TO DO: Scan the entries that follow and copy out every line containing "long".

PROVIDED RECORDS:

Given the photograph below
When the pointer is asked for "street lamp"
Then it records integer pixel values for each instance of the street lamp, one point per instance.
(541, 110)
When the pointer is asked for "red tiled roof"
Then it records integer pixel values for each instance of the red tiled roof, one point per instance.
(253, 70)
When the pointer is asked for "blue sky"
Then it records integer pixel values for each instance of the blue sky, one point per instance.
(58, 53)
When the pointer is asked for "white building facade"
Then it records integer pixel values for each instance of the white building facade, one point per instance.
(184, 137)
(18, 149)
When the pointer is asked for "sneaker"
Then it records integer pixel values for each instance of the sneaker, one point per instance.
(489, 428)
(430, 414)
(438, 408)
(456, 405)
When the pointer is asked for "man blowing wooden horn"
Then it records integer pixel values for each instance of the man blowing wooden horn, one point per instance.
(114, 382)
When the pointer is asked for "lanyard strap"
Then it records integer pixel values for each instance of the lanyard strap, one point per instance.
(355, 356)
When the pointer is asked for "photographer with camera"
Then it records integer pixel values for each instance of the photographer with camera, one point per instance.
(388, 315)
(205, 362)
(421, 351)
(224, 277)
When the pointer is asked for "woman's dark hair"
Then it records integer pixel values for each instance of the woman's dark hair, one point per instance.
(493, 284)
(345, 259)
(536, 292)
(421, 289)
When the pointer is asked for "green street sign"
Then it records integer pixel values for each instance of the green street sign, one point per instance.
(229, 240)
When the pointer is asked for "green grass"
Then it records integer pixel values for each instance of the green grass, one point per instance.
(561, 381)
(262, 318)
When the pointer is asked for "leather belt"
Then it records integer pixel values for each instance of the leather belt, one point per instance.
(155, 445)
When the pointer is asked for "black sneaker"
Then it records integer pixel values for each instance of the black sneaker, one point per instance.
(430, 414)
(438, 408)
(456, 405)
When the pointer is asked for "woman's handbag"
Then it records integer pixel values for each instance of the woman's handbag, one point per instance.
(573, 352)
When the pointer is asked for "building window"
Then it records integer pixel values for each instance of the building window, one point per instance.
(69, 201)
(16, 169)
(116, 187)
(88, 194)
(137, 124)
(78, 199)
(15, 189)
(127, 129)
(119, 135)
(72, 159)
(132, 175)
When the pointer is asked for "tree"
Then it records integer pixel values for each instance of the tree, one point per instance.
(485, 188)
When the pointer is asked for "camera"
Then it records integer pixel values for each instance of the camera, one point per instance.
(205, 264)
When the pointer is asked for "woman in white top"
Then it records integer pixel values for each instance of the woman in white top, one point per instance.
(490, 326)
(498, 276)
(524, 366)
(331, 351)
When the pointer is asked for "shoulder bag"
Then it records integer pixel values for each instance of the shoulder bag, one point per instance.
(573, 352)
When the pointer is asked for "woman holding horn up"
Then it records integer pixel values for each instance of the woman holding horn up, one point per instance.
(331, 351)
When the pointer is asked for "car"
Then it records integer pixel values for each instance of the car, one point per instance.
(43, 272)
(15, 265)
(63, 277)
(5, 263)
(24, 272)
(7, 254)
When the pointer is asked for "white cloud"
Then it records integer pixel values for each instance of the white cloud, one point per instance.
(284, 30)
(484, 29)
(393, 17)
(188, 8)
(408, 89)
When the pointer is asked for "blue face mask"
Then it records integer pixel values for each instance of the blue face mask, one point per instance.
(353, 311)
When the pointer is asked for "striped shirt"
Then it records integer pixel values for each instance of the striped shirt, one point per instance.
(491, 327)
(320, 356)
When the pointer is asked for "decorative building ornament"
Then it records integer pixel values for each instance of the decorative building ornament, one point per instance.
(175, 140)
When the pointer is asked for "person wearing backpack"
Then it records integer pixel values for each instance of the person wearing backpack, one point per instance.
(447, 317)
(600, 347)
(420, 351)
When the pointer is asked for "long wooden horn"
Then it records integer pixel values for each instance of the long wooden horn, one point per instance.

YOUR RESPONSE:
When the pointer is asked for "long wooden horn"
Then it records integer pixel values for each instance of the long wooden horn, one point per instance.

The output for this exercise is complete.